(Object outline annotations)

((

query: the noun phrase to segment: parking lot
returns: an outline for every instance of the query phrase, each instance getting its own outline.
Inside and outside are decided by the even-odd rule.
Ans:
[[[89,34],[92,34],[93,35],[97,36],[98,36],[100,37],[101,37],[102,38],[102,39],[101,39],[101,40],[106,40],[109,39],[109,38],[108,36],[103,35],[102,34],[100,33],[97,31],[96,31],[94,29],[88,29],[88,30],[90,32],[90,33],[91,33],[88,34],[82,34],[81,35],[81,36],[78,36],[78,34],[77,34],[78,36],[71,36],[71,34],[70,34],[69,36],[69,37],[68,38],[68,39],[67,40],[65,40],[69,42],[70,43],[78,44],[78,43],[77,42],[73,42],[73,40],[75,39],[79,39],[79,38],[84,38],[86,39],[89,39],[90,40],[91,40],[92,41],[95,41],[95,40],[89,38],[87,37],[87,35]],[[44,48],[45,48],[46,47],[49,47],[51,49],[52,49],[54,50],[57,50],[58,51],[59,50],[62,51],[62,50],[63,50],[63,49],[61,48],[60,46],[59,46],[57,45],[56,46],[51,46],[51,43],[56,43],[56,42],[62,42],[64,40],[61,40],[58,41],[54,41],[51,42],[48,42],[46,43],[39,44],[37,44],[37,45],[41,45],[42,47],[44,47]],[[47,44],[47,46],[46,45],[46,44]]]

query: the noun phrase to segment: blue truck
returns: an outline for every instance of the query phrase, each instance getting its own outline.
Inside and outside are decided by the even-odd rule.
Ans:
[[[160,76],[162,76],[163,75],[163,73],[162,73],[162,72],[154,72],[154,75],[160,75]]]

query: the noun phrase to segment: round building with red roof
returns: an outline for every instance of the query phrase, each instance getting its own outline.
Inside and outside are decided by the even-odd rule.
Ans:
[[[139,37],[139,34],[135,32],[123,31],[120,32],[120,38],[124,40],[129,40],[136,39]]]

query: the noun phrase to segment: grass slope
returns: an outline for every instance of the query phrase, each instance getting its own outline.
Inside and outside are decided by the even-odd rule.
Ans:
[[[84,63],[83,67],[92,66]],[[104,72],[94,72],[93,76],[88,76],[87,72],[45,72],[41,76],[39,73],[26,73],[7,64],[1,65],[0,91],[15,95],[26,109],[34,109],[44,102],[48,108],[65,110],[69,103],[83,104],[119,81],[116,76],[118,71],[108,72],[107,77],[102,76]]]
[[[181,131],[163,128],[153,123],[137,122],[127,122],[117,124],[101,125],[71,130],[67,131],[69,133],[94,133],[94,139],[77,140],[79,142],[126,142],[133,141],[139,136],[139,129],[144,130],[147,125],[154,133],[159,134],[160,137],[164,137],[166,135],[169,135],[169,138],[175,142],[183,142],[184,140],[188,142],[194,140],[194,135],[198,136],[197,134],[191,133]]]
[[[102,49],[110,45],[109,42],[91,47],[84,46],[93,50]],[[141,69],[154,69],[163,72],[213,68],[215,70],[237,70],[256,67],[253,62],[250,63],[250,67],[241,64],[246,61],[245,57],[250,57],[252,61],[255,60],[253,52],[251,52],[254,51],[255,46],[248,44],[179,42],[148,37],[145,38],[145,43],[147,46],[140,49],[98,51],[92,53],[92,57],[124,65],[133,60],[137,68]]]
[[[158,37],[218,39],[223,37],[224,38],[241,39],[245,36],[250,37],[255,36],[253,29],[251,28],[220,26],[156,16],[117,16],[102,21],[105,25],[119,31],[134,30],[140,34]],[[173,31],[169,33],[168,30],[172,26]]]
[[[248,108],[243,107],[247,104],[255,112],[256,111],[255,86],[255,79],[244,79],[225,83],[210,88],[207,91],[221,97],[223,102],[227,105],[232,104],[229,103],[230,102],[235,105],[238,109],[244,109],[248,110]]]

))

Return all of the entries exactly as written.

query: the noun phrase to segment: parking lot
returns: an outline for every instance of the query phrase, each instance getting its own outline.
Inside and outside are decided by the even-odd rule.
Ans:
[[[89,34],[92,34],[93,35],[97,36],[98,36],[100,37],[101,37],[102,38],[102,39],[101,39],[101,40],[106,40],[109,39],[109,38],[108,36],[103,35],[102,34],[100,33],[97,31],[96,31],[94,29],[88,29],[88,30],[90,32],[90,33],[91,33],[88,34],[82,34],[81,35],[81,36],[78,36],[78,34],[77,34],[78,36],[71,36],[71,34],[70,34],[69,36],[69,37],[68,38],[68,39],[67,40],[65,40],[69,42],[70,43],[78,44],[78,43],[77,42],[73,42],[73,40],[75,39],[79,39],[79,38],[84,38],[86,39],[89,39],[90,40],[91,40],[92,41],[95,41],[95,40],[89,38],[87,37],[87,35]],[[44,48],[45,48],[46,47],[49,47],[51,49],[52,49],[54,50],[57,50],[58,51],[59,50],[62,51],[62,50],[63,50],[63,49],[61,48],[60,46],[59,46],[57,45],[56,46],[51,46],[51,43],[56,43],[56,42],[62,42],[64,40],[61,40],[58,41],[54,41],[51,42],[48,42],[46,43],[39,44],[37,44],[37,45],[41,45],[42,47],[44,47]],[[47,44],[47,46],[46,45],[46,44]]]

query: the noun phrase to segment: blue truck
returns: an outline for every instance of the query phrase, each instance getting its own outline.
Inside and outside are decided by the even-odd rule.
Ans:
[[[160,76],[162,76],[163,75],[163,73],[162,73],[162,72],[154,72],[154,75],[160,75]]]

query: the noun phrase to segment: round building with red roof
returns: an outline for every instance of the query phrase, each instance getting its own outline.
Inside and outside are decided by the even-odd rule.
Ans:
[[[139,37],[139,34],[135,32],[123,31],[120,32],[120,38],[124,40],[129,40],[136,39]]]

query: the noun phrase to segment: grass slope
returns: an outline for every instance of the query phrase, each instance getting its own outline.
Inside and outside are decided by the even-odd rule.
Ans:
[[[84,63],[83,67],[92,66]],[[104,72],[94,72],[93,76],[88,76],[87,72],[45,72],[41,76],[39,73],[26,73],[7,64],[1,65],[0,91],[15,95],[26,109],[34,109],[44,102],[48,108],[65,110],[69,103],[83,104],[119,81],[116,76],[118,71],[108,72],[107,77],[102,76]]]
[[[181,131],[163,128],[153,123],[137,122],[127,122],[117,124],[101,125],[71,130],[67,131],[69,133],[94,133],[94,139],[77,140],[79,142],[126,142],[133,141],[139,136],[139,129],[144,130],[147,125],[154,133],[159,134],[160,137],[164,137],[166,135],[169,135],[169,138],[175,142],[183,142],[184,140],[188,142],[194,140],[194,135],[198,136],[197,134],[191,133]]]
[[[102,49],[110,45],[109,42],[91,47],[84,46],[93,50]],[[141,69],[154,69],[163,72],[213,68],[215,70],[237,70],[256,67],[253,62],[250,63],[250,67],[241,64],[246,61],[245,57],[250,57],[252,61],[255,60],[253,52],[251,52],[254,51],[255,46],[248,44],[179,42],[148,37],[145,38],[145,43],[147,46],[140,49],[98,51],[92,53],[92,57],[124,65],[133,60],[137,68]]]
[[[158,37],[218,39],[223,37],[224,38],[241,39],[245,36],[250,37],[255,36],[253,29],[251,28],[220,26],[156,16],[117,16],[102,21],[105,25],[119,31],[134,30],[140,34]],[[173,31],[169,33],[168,30],[172,26]]]
[[[248,108],[243,107],[247,104],[255,112],[256,111],[255,86],[255,79],[244,79],[225,83],[210,88],[207,91],[221,97],[223,102],[227,105],[232,104],[229,103],[230,102],[235,105],[238,109],[244,109],[248,110]]]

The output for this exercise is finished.